**Text to read**:
I'm wondering why cost of this query
select * from address a
left join name n on n.adress_id=a.id
where a.street='01';
is higher than
select * from address a
left join name n on n.adress_id=a.id
where a.street=N'01';
where address table looks like this
ID NUMBER
STREET VARCHAR2(255 CHAR)
POSTAL_CODE VARCHAR2(255 CHAR)
and name table looks like this
ID NUMBER
ADDRESS_ID NUMBER
NAME VARCHAR2(255 CHAR)
SURNAME VARCHAR2(255 CHAR)
These are costs returned by explain plan
Explain plan for '01'
-----------------------------------------------------------------------------------------------------
| Id | Operation | Name | Rows | Bytes | Cost (%CPU)| Time |
-----------------------------------------------------------------------------------------------------
| 0 | SELECT STATEMENT | | 3591 | 1595K| 87 (0)| 00:00:02 |
| 1 | NESTED LOOPS OUTER | | 3591 | 1595K| 87 (0)| 00:00:02 |
|* 2 | TABLE ACCESS FULL | ADDRESS | 3 | 207 | 3 (0)| 00:00:01 |
| 3 | TABLE ACCESS BY INDEX ROWID| NAME | 1157 | 436K| 47 (0)| 00:00:01 |
|* 4 | INDEX RANGE SCAN | NAME_HSI | 1157 | | 1 (0)| 00:00:01 |
-----------------------------------------------------------------------------------------------------
Predicate Information (identified by operation id):
---------------------------------------------------
2 - filter("A"."STREET"='01')

**Short problem**:
Reproduce everything from "I'm wondering why" down to "POSTAL_CODE VARCHAR2(255 CHAR)" in the query-cost text above, without changing a character.

**Raw records**:
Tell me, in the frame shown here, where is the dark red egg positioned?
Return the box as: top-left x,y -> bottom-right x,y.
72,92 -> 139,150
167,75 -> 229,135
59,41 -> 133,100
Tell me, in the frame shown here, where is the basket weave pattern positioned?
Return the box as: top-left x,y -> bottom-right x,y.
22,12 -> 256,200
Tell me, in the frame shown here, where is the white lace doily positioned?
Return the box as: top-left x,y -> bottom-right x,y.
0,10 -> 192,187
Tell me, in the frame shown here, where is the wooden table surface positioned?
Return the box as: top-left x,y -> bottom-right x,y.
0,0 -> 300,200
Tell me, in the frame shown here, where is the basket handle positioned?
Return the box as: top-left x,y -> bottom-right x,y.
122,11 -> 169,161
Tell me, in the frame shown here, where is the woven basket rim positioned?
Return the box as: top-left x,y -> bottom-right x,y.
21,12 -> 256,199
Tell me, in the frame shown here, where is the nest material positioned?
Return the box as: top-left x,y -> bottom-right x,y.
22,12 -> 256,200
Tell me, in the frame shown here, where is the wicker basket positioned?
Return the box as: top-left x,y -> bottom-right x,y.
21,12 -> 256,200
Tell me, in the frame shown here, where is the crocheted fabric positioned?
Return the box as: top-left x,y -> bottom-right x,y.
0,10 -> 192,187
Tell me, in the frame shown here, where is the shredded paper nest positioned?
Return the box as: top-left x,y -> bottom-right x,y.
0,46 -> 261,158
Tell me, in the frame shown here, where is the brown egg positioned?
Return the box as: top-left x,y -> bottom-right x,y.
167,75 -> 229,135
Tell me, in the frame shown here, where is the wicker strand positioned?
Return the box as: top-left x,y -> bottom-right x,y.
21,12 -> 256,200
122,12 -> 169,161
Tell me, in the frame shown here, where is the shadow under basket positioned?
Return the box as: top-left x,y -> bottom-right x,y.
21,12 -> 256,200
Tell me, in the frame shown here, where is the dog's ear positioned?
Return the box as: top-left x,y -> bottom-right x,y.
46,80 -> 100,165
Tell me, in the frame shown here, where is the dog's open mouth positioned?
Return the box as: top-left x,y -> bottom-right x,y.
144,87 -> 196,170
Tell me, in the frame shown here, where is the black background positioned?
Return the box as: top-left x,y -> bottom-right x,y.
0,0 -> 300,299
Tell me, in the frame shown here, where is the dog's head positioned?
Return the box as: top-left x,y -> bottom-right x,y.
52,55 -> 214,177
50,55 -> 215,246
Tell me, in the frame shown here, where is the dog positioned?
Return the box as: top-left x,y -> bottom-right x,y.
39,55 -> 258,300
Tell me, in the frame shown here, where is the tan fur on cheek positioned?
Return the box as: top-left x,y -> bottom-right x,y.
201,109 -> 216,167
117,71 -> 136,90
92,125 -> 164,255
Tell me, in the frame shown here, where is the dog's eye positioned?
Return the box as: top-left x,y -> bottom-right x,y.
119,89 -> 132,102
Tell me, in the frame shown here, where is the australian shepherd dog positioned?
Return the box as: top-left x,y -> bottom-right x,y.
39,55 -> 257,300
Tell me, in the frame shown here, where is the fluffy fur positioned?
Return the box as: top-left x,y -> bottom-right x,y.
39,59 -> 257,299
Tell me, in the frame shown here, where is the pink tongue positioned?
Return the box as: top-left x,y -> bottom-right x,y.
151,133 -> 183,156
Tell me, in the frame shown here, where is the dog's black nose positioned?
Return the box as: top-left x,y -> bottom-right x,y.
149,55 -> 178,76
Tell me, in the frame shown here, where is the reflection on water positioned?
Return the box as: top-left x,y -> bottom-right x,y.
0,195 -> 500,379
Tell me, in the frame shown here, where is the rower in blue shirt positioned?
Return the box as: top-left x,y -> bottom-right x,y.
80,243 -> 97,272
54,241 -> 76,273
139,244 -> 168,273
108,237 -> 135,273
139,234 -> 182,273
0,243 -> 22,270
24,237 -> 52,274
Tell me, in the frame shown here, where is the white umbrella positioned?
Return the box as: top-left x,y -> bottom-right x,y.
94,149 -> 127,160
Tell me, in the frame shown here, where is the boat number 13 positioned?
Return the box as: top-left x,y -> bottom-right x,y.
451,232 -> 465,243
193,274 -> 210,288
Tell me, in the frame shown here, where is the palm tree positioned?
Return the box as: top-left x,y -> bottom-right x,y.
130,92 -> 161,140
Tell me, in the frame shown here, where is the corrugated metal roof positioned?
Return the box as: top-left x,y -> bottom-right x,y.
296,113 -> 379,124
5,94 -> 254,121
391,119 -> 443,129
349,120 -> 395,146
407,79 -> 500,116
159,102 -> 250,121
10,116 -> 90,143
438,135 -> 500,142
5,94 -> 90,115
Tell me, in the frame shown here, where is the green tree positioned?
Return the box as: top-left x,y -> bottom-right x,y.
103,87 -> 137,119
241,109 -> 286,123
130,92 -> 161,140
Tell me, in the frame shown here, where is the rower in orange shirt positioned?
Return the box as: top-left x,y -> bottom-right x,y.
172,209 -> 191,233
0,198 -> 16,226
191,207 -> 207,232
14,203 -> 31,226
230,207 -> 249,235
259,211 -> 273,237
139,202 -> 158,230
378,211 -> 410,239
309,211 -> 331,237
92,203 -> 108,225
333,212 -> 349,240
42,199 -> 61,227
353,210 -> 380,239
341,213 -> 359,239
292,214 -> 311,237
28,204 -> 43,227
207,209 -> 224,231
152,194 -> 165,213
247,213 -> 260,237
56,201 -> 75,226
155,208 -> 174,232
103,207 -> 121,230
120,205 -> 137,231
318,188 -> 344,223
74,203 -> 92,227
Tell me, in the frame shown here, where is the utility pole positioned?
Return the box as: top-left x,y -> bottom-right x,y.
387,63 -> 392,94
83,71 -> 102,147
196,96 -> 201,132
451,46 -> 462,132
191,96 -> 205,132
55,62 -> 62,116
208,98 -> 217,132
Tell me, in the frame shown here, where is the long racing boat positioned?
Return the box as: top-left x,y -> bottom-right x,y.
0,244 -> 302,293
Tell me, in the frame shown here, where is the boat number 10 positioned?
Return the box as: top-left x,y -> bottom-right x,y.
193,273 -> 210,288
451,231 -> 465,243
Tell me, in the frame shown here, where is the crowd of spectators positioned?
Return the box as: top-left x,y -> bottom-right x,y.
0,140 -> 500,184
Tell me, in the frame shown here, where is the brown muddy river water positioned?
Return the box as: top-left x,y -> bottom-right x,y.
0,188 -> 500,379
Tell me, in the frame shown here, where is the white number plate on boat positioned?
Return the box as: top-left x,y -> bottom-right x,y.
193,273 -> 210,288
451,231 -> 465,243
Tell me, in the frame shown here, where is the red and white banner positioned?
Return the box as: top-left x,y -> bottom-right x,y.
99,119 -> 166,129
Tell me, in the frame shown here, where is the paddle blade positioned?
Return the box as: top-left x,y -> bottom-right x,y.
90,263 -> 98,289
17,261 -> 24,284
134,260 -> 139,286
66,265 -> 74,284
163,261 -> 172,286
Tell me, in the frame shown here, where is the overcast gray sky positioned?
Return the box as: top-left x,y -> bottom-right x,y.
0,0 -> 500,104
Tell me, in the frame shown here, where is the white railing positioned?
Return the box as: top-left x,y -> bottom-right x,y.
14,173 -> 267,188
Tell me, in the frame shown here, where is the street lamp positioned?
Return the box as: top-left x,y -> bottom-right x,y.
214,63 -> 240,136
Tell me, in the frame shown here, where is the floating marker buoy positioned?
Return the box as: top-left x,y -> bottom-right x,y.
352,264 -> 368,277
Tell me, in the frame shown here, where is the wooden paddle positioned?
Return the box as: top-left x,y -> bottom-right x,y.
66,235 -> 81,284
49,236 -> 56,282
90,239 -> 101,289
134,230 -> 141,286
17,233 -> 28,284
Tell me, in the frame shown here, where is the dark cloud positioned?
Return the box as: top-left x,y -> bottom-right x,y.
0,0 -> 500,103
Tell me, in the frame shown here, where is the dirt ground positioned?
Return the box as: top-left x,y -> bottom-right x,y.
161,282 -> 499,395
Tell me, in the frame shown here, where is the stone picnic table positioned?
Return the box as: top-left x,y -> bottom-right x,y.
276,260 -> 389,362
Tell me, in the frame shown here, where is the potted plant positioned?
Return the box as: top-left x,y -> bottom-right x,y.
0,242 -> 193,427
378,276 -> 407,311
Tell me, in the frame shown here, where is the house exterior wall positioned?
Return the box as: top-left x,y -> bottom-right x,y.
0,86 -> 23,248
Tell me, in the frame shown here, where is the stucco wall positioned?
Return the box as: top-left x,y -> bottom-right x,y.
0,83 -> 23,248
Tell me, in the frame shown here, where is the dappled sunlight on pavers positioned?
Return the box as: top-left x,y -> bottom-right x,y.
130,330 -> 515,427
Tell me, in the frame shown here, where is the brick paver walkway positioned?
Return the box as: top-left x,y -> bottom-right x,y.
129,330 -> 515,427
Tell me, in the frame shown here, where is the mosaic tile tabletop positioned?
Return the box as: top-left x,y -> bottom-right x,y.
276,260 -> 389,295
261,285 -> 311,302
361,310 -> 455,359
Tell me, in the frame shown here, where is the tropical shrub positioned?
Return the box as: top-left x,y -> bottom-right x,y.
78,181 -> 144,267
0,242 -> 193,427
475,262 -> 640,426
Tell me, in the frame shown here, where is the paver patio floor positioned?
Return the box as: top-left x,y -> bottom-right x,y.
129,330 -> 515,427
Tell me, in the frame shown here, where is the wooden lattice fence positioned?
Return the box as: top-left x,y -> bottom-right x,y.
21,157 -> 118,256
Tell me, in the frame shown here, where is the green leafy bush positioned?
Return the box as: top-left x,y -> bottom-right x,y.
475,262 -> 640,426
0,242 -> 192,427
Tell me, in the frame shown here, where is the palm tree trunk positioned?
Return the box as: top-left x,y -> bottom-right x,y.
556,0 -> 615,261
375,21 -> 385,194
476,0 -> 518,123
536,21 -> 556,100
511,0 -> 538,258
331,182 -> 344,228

**Worked answer**:
I'm wondering why cost of this query
select * from address a
left join name n on n.adress_id=a.id
where a.street='01';
is higher than
select * from address a
left join name n on n.adress_id=a.id
where a.street=N'01';
where address table looks like this
ID NUMBER
STREET VARCHAR2(255 CHAR)
POSTAL_CODE VARCHAR2(255 CHAR)